═══ Selection ═══

Opera singers as Lieutenant B. F. Pinkerton and Cio-Cio-san (Madama Butterfly) in a performance of Giacomo Puccini’s Madama Butterfly at the Berlin State Opera in January 1946, photographed by Abraham Pisarek

Etymology 1[edit]

In reference to the character Lieutenant B. F. Pinkerton in the opera Madama Butterfly (first performed in 1904) by Italian composer Giacomo Puccini (1858–1924).

Proper noun[edit]

Pinkerton syndrome

  1. (chiefly Singapore, derogatory, politics, ethnic slur) The tendency of some Asians to regard Caucasians as superior or more desirable, especially where marriage or relationships are concerned.
    • 1996, Westerly, volume 41, Crawley, Perth, W.A.: Western Australia Westerly Centre, the University of Western Australia, →ISSN, page 70:
      When I’m with my white partner, I am a proponent of the ‘Pinkerton Syndrome’, a caricature not unlike the Other Asia’s mail order bride.
    • 2001, Neil Humphreys, Notes from an Even Smaller Island, Singapore: Times Books International, →ISBN, page 213:
      Like vampires, the ang moh crowd comes out at night, dressed in their best shirts and armed with plenty of tax-free Singapore dollars to woo those local darlings tragically struck down by the Pinkerton syndrome. Like the character in Madame Butterfly, they are somehow lured by the attraction of drunken voices and the possibility of a fat wallet.
    • 2006, William Beard, “M. Butterfly (1993)”, in The Artist as Monster: The Cinema of David Cronenberg, rev. and exp. edition, Toronto, Buffalo, N.Y.: University of Toronto Press, →ISBN, page 346:
      The Pinkerton Syndrome, then, seems to me non-operative in American cultural masculinity at the moment. [] Pinkerton's casual imperialist hubris, an expression of first-generation Manifest Destiny complete with brass-buttoned naval uniform, has an official status that lone action heroes as implicitly populist individuals must stay well clear of. No, the condition is really much more suited to Europeans.

═══

— Set task A —
Repeat a passage from the entry on Pinkerton syndrome word for word, beginning at the words "Opera singers as" and stopping after "Giacomo Puccini (1858–1924).".
The text and the records have nothing to do with each other.

═══ Entries supplied ═══

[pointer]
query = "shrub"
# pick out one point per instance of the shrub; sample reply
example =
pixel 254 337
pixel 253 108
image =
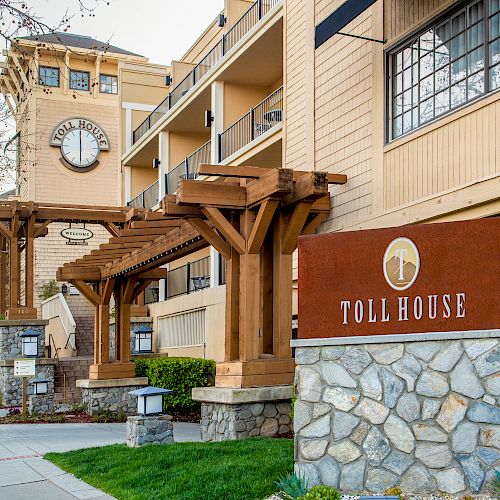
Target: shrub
pixel 321 492
pixel 180 375
pixel 292 486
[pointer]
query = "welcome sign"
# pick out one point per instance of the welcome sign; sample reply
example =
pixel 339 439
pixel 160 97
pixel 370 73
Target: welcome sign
pixel 412 279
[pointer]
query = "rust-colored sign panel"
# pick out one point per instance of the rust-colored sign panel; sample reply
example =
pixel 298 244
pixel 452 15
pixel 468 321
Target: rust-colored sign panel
pixel 410 279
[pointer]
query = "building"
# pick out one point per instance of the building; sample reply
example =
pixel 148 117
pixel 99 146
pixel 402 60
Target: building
pixel 65 90
pixel 273 84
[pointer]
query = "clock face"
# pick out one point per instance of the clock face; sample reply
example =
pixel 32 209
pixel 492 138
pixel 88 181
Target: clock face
pixel 80 148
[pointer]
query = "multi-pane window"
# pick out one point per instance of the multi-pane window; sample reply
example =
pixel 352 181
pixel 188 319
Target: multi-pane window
pixel 452 63
pixel 48 77
pixel 108 84
pixel 79 80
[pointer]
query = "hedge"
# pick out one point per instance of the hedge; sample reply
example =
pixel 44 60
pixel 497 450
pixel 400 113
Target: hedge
pixel 180 375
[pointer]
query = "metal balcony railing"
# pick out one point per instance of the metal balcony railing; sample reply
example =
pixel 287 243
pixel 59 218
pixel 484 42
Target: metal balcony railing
pixel 188 278
pixel 188 168
pixel 147 199
pixel 253 15
pixel 256 122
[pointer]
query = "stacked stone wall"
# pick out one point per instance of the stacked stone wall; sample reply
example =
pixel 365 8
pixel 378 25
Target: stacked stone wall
pixel 221 422
pixel 422 416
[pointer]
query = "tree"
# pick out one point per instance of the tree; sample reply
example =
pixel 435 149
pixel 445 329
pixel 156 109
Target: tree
pixel 18 18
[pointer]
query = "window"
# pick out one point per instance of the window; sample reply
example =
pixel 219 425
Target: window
pixel 452 63
pixel 108 84
pixel 79 80
pixel 48 77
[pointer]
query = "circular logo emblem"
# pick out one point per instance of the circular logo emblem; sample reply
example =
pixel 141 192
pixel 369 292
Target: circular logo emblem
pixel 401 263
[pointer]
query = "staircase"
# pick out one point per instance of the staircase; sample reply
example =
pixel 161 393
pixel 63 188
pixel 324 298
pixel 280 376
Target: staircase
pixel 67 372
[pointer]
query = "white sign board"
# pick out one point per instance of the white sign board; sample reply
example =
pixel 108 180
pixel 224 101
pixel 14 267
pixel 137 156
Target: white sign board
pixel 24 367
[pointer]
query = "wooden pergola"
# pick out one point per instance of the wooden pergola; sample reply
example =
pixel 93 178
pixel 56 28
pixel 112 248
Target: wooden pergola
pixel 21 223
pixel 253 216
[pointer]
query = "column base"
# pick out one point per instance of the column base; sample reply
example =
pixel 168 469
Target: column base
pixel 228 414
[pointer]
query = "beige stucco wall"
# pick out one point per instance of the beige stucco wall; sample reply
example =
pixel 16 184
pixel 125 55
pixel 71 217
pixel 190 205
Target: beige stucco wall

═══

— Set task B —
Render the records as a JSON list of strings, one string per line and no blank lines, from the first line of the records through the line containing "pixel 412 279". Leave out the pictures.

— Exercise output A —
Opera singers as Lieutenant B. F. Pinkerton and Cio-Cio-san (Madama Butterfly) in a performance of Giacomo Puccini’s Madama Butterfly at the Berlin State Opera in January 1946, photographed by Abraham Pisarek

Etymology 1[edit]

In reference to the character Lieutenant B. F. Pinkerton in the opera Madama Butterfly (first performed in 1904) by Italian composer Giacomo Puccini (1858–1924).

— Exercise output B —
[
  "[pointer]",
  "query = \"shrub\"",
  "# pick out one point per instance of the shrub; sample reply",
  "example =",
  "pixel 254 337",
  "pixel 253 108",
  "image =",
  "Target: shrub",
  "pixel 321 492",
  "pixel 180 375",
  "pixel 292 486",
  "[pointer]",
  "query = \"welcome sign\"",
  "# pick out one point per instance of the welcome sign; sample reply",
  "example =",
  "pixel 339 439",
  "pixel 160 97",
  "pixel 370 73",
  "Target: welcome sign",
  "pixel 412 279"
]